### Records

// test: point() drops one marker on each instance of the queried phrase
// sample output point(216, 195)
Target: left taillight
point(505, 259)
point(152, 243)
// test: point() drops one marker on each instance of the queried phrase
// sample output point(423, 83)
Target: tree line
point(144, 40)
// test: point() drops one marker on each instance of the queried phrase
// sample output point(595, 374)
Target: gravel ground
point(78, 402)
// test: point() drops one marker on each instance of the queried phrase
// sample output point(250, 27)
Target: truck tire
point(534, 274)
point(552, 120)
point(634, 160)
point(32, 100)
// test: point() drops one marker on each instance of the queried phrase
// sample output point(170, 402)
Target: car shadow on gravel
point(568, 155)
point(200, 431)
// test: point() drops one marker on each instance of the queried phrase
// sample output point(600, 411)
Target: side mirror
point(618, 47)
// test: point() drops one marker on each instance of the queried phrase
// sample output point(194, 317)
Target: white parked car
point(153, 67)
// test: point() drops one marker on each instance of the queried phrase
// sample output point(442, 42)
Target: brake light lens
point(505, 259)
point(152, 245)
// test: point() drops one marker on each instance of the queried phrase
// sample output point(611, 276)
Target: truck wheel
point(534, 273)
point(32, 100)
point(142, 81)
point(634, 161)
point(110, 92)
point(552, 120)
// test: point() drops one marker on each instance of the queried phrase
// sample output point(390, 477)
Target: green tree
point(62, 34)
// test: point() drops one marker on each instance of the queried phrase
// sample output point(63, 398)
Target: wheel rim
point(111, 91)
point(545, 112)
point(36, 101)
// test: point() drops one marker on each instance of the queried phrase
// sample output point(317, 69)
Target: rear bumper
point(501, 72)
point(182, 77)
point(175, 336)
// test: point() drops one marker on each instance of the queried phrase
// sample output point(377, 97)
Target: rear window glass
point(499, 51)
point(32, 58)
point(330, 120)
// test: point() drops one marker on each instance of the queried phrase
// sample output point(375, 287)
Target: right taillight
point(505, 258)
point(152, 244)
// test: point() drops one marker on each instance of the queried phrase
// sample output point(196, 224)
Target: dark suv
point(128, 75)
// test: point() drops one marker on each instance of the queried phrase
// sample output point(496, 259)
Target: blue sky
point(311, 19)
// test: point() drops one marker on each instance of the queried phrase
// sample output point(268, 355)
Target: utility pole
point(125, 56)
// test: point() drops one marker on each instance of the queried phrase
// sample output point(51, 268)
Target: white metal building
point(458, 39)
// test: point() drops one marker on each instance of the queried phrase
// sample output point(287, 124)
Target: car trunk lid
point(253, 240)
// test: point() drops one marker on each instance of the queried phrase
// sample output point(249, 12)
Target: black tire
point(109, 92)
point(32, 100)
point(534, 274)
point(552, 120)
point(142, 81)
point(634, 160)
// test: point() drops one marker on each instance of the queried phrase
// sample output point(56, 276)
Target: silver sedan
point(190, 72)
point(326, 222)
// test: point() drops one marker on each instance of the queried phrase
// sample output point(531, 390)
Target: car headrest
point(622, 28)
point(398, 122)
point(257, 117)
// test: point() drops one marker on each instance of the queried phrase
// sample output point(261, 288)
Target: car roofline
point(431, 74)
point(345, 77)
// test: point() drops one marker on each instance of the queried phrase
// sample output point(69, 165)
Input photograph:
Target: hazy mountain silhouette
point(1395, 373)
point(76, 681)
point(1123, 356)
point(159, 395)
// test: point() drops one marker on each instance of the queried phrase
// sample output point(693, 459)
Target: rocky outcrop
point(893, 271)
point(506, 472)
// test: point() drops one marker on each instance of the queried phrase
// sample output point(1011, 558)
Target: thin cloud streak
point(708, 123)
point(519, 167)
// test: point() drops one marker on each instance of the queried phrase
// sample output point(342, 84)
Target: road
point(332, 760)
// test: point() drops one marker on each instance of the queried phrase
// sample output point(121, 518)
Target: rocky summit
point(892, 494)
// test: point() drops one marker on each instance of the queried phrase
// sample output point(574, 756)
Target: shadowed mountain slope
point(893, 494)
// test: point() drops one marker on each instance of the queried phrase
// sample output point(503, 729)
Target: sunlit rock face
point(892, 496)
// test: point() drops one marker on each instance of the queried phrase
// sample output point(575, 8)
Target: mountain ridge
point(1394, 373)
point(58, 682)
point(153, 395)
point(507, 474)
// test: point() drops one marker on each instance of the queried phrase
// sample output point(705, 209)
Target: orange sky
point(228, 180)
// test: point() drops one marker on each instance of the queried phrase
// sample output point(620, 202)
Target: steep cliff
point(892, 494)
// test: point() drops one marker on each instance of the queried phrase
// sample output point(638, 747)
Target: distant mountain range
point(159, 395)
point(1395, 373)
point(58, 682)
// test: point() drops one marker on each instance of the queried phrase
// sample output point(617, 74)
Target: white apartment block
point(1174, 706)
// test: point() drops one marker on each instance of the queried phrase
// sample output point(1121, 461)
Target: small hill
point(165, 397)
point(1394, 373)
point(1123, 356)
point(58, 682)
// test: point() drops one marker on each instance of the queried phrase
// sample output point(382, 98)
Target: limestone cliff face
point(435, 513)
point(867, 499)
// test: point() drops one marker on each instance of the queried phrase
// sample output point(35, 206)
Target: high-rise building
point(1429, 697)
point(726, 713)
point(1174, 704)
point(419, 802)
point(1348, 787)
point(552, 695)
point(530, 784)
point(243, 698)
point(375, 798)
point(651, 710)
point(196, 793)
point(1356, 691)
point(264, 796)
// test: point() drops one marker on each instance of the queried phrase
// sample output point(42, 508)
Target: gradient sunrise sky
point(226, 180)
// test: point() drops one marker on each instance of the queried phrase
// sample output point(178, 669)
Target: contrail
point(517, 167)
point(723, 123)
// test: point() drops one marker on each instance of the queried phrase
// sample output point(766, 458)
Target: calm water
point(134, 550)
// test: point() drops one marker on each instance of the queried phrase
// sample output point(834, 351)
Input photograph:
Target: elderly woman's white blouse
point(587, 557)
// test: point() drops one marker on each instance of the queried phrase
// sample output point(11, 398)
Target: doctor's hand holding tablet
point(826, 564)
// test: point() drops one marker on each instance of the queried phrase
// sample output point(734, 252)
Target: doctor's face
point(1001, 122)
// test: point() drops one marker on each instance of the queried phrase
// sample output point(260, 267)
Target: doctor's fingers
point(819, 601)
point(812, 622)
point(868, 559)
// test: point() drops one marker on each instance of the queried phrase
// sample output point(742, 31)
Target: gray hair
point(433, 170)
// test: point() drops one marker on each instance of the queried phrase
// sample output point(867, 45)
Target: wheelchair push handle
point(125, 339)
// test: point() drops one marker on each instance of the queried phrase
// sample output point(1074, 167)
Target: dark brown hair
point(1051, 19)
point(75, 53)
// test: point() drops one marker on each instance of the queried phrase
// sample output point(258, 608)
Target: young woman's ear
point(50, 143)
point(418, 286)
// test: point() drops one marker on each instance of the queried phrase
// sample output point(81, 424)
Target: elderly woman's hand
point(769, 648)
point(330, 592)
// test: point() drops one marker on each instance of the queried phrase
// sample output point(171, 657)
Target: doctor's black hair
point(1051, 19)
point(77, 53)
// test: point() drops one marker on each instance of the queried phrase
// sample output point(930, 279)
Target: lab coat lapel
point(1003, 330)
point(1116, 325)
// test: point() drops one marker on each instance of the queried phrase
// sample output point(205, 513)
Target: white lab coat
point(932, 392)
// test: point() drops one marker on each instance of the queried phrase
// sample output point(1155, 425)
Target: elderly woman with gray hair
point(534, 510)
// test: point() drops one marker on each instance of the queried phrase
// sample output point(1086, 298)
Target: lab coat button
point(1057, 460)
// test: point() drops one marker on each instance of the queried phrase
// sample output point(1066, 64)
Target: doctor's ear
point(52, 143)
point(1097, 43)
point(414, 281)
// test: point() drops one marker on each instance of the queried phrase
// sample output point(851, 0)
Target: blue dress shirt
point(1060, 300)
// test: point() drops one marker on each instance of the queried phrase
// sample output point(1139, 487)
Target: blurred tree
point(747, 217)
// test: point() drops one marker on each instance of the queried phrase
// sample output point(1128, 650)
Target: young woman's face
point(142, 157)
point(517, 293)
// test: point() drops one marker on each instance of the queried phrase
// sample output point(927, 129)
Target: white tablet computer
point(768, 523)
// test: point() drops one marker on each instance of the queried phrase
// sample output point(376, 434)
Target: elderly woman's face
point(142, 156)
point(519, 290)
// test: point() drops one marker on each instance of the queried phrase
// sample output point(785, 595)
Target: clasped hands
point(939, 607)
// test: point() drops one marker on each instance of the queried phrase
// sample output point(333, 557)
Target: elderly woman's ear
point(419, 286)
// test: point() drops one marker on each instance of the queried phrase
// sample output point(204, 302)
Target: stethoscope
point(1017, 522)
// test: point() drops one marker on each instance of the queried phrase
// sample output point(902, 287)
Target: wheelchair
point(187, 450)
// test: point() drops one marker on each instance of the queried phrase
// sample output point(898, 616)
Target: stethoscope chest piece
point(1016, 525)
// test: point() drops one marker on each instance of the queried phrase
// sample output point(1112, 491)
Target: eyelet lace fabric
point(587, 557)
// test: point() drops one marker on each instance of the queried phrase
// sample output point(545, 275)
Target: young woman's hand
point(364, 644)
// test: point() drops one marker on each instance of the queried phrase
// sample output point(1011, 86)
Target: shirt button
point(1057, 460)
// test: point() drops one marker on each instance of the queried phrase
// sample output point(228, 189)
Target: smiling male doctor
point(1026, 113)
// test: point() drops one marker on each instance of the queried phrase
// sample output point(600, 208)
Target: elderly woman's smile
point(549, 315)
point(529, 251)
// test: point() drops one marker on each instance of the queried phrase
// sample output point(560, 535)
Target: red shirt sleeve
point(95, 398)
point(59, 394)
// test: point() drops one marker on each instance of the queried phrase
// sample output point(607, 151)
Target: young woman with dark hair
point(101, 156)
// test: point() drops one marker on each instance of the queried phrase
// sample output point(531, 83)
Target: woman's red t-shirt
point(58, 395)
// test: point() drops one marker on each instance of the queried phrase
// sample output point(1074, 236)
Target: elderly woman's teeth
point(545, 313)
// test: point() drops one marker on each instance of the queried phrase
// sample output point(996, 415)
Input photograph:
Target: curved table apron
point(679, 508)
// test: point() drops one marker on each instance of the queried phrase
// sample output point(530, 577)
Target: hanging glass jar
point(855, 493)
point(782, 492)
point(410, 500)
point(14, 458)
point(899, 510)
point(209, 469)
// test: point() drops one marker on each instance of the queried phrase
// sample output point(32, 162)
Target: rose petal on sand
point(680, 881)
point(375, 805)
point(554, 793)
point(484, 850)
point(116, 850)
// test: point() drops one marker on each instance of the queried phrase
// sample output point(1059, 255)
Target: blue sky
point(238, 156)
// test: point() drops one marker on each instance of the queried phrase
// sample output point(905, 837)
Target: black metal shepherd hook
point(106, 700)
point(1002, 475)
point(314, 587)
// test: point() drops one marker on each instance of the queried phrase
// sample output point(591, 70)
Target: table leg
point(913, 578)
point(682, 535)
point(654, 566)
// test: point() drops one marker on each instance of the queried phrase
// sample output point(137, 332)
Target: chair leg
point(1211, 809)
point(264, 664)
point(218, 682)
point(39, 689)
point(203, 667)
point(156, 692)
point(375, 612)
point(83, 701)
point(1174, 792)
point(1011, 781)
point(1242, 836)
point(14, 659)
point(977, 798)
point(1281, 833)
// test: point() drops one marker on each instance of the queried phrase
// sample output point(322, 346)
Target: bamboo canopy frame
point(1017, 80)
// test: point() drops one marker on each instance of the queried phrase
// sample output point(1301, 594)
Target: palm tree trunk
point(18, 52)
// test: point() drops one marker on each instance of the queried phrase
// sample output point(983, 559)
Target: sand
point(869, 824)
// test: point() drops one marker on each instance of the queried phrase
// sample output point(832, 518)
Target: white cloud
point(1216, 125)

### Prompt
Show each line from the records above that contains the string "rear", treating uppercase and lowercase letters as different.

### Task answer
Target: rear bumper
Target: rear window glass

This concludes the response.